### ПРЕДОСТАВЛЕННЫЙ ОТРЫВОК
◆ ◆ ◆ ◆
Первая из таких форм носит отчетливо политический характер, связана с демократическим движением социальных низов, стремившихся изменить сложившиеся порядки в свою пользу, а для этой цели доказать, что обновление есть закон жизни общества. Этот ход мысли обнаруживается в Риме уже очень рано. Он представлен, в частности, в речи народного трибуна Гая Канулея в 442 г. до н. э. «Что же из того, — говорил он, — что после изгнания царей не было еще ни одного консула плебея? Разве не следует создавать ничего нового? Не следует вводить чего-либо, сколь бы полезным оно ни оказалось, лишь оттого, что такого не бывала ранее? — у нового народа много чего никогда не бывало ранее. В правление Ромула не было ни понтификов, ни авгуров — они созданы Нумой Помпилием. Не было в нашем государстве ни цензов, ни распределения граждан по центуриям и классам — их ввел Сервий Туллий. Не бывала у нас и консулов — они возникли после изгнания царей. Мы не знали ни власти диктаторов, ни самого этого слова — они появились при наших отцах. Народные трибуны, эдилы, квесторы — ничего этого прежде не бывало, но они были введены и будут существовать в дальнейшем. Менее чем за десять последних лет мы и создали коллегию децемвиров, которые бы дали нам письменные законы, и уничтожили ее, не оставив им места в нашей республике. Можно ли усомниться в том, что в городе, созданном на века и стремительно растущем, предстоит создавать и новые формы власти, и новые виды жречества, и новые законы, определяющие права народов и граждан?» (Liv., IV, 4, 1–2).
◆ ◆ ◆ ◆
### ИЗВЛЕЧЕННЫЕ СВЕДЕНИЯ

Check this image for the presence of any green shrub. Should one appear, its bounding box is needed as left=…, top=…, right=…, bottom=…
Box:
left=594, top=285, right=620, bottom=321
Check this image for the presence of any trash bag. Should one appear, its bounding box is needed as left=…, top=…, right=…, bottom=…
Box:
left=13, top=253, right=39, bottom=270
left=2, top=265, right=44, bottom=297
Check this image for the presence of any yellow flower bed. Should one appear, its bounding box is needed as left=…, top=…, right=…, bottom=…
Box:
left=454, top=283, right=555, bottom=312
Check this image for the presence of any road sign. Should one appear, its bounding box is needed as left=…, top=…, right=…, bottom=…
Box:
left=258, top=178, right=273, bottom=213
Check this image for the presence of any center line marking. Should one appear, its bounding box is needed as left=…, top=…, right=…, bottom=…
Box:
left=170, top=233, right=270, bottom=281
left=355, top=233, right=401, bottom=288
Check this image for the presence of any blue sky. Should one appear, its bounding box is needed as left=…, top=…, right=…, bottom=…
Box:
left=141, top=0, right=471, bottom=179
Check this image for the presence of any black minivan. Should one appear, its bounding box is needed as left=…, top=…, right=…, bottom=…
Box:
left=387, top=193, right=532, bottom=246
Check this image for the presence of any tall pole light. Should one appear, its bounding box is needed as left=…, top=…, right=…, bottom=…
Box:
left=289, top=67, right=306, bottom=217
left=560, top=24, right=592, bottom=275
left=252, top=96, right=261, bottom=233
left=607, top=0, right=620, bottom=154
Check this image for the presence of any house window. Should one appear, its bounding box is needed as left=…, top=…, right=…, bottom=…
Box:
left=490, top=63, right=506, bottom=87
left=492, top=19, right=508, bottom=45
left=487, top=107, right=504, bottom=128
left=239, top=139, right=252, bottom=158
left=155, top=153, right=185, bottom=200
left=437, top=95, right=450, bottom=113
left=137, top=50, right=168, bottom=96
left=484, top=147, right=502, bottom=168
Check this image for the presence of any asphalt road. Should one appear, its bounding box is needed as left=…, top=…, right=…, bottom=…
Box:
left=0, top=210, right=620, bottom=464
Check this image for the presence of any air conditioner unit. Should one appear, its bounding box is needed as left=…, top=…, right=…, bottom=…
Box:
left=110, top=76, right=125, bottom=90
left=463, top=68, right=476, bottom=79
◆ ◆ ◆ ◆
### КРАТКОЕ ЗАДАНИЕ 1
Продублируйте строки записей от строки, содержащей «Check this image for the presence of any center», до конца записей включительно.
### КРАТКОЕ ЗАДАНИЕ 2
Продолжите текст о речи народного трибуна Гая Канулея, начав сразу после его последнего предложения.

### ИТОГОВЫЙ ОТВЕТ 1
Check this image for the presence of any center line marking. Should one appear, its bounding box is needed as left=…, top=…, right=…, bottom=…
Box:
left=170, top=233, right=270, bottom=281
left=355, top=233, right=401, bottom=288
Check this image for the presence of any blue sky. Should one appear, its bounding box is needed as left=…, top=…, right=…, bottom=…
Box:
left=141, top=0, right=471, bottom=179
Check this image for the presence of any black minivan. Should one appear, its bounding box is needed as left=…, top=…, right=…, bottom=…
Box:
left=387, top=193, right=532, bottom=246
Check this image for the presence of any tall pole light. Should one appear, its bounding box is needed as left=…, top=…, right=…, bottom=…
Box:
left=289, top=67, right=306, bottom=217
left=560, top=24, right=592, bottom=275
left=252, top=96, right=261, bottom=233
left=607, top=0, right=620, bottom=154
Check this image for the presence of any house window. Should one appear, its bounding box is needed as left=…, top=…, right=…, bottom=…
Box:
left=490, top=63, right=506, bottom=87
left=492, top=19, right=508, bottom=45
left=487, top=107, right=504, bottom=128
left=239, top=139, right=252, bottom=158
left=155, top=153, right=185, bottom=200
left=437, top=95, right=450, bottom=113
left=137, top=50, right=168, bottom=96
left=484, top=147, right=502, bottom=168
Check this image for the presence of any asphalt road. Should one appear, its bounding box is needed as left=…, top=…, right=…, bottom=…
Box:
left=0, top=210, right=620, bottom=464
Check this image for the presence of any air conditioner unit. Should one appear, its bounding box is needed as left=…, top=…, right=…, bottom=…
Box:
left=110, top=76, right=125, bottom=90
left=463, top=68, right=476, bottom=79

### ИТОГОВЫЙ ОТВЕТ 2
При обсуждении большинства реформ, проводившихся в Риме за долгие века его существования, как правило, фигурировали попеременно две мотивировки: данная реформа должна быть принята, поскольку она соответствует традиции и нравам предков, или: данная реформа должна быть принята, так как она соответствует новым условиям и новым потребностям, интересам развития нашего государства. Консервативная логика и принцип остановленного времени, как ни глубоко они были вкоренены в римском сознании, не могли быть универсальными и в силу самой своей неуниверсальности с необходимостью порождали в политической сфере иную логику и обратный принцип. Аграрная реформа Гракхов мотивировалась необходимостью преодолеть развившееся имущественное неравенство, вернуть относительную соизмеримость земельных владений, восстановить справедливость. Но уже закон о союзниках Гая Гракха полностью порывал с традицией, вытекал из нужд сегодняшнего дня и вместо того, чтобы апеллировать к прошлому, предварял будущее. Аграрная реформа, предложенная в 64 г. до н. э. Сервилием Руллом, должна была стать одним из тех «новых законов», неизбежность которых предвещал Гай Канулей. Цицерон противодействовал ей с позиций mores maiorum, но, обосновывая свои взгляды перед народом, он начал с пространного рассуждения о том, что его избрание в консулы есть благотворное новшество, порывающее с исконной традицией избирать на высшие должности лишь выходцев из древних аристократических семейств. Такого рода примеры можно умножать до бесконечности. Канулей был прав: в развивающемся государстве новшества, отражающие стремительный бег времени, были неизбежны.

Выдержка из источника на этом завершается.